● Problem to work on
Express the part of the records that opens with the line containing "For this challenge, identify the van" and closes with the line containing "point(37, 403)" as a Markdown table with the columns Row and Line, one row per line. Skip blank lines and leave out the pictures.

(Position annotation records)
+ + + + + + +
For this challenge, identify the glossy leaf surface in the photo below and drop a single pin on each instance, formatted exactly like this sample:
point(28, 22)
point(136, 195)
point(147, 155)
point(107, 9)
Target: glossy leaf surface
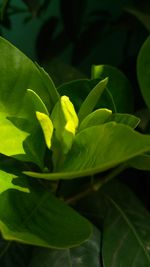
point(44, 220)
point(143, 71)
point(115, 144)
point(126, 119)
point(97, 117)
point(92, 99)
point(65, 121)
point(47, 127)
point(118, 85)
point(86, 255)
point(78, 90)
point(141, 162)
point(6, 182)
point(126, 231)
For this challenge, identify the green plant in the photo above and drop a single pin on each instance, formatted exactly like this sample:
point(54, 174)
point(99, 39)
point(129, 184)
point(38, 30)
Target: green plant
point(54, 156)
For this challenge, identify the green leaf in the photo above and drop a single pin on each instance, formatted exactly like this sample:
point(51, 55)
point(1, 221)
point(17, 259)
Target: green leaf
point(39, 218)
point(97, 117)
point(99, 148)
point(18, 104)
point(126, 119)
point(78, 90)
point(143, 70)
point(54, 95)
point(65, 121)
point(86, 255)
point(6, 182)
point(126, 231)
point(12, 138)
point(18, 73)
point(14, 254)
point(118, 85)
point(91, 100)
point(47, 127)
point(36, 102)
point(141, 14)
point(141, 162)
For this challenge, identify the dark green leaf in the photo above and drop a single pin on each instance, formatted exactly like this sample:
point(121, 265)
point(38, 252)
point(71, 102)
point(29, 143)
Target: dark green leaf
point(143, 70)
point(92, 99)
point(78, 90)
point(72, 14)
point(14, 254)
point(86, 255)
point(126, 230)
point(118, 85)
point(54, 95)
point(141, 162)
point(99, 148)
+ + + + + + +
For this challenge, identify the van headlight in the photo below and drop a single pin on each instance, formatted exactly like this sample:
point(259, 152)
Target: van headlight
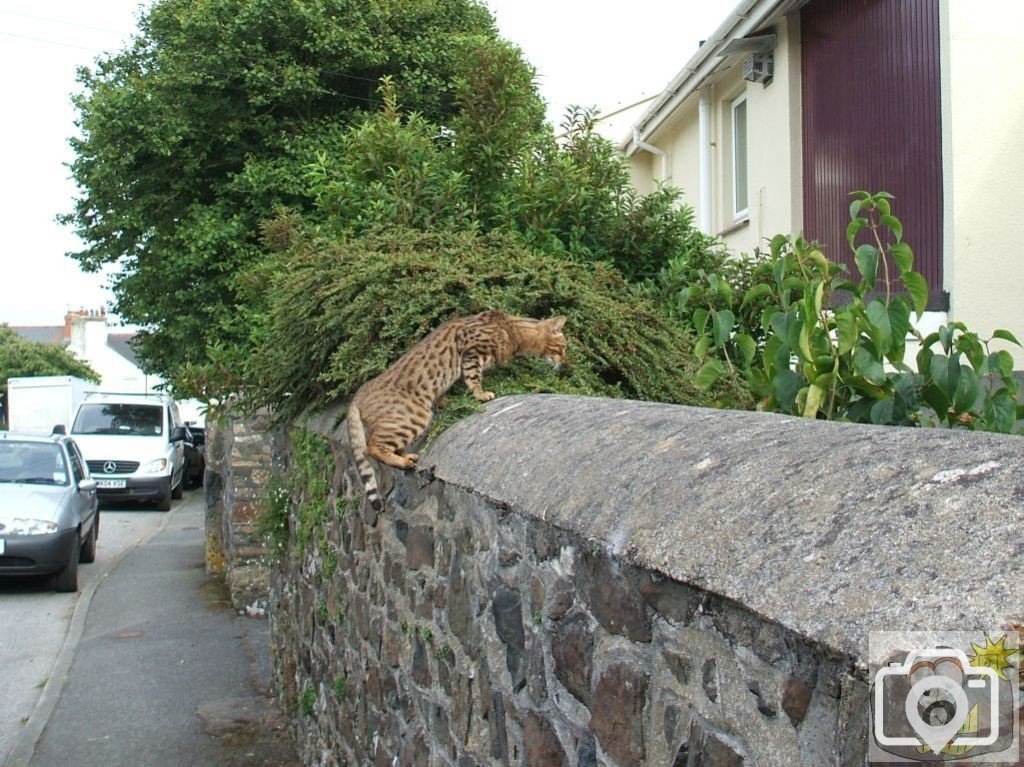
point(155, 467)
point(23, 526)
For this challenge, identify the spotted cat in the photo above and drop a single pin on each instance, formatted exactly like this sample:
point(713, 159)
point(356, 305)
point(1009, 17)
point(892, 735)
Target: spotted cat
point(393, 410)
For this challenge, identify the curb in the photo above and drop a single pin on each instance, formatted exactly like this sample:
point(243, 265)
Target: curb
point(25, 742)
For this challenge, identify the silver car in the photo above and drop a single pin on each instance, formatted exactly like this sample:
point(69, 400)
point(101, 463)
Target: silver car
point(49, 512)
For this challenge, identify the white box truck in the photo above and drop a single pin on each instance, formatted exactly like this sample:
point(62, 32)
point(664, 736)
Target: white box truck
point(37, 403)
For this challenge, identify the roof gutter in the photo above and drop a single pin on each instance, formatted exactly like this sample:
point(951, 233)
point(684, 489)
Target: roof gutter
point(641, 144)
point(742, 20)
+ + + + + + +
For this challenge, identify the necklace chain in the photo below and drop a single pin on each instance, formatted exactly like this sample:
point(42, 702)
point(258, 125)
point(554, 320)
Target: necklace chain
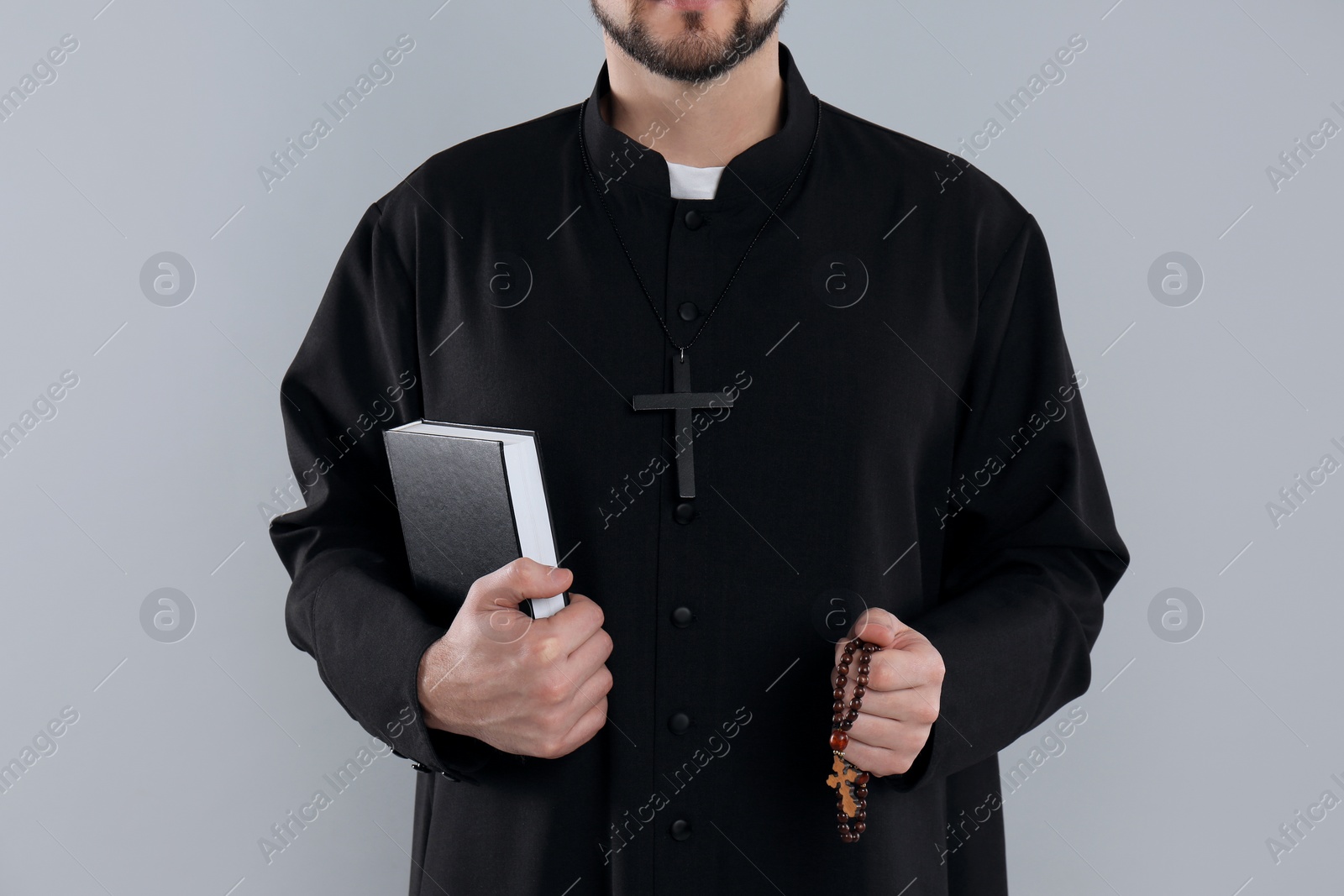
+ + + + + + +
● Response below
| Row | Line |
|---|---|
| 1 | For this challenge, identify the van headlight in the photo below and drop a single pin on each instance, formatted exactly like this sample: |
| 2 | point(259, 152) |
| 3 | Target: van headlight |
| 4 | point(155, 467) |
| 5 | point(23, 526) |
| 6 | For this challenge, identify the spotted cat in the photo above and drop a single pin on each instance, formatted exactly like this sample: |
| 7 | point(713, 159) |
| 8 | point(356, 305) |
| 9 | point(1009, 17) |
| 10 | point(892, 735) |
| 11 | Target: spotted cat |
| 12 | point(393, 410) |
| 13 | For this challenge, identify the curb in the photo above and drop a single pin on each instance, formatted exactly like this sample: |
| 14 | point(243, 265) |
| 15 | Target: curb |
| 16 | point(25, 742) |
| 17 | For this challenge, identify the silver car in the photo above and drop a single pin on each instance, formatted exactly like this sample: |
| 18 | point(69, 400) |
| 19 | point(101, 463) |
| 20 | Target: silver car |
| 21 | point(49, 512) |
| 22 | For this challenge, identify the white box truck in the photo above and drop a single pin on each instance, formatted exactly like this sample: |
| 23 | point(62, 32) |
| 24 | point(664, 736) |
| 25 | Target: white box truck |
| 26 | point(37, 403) |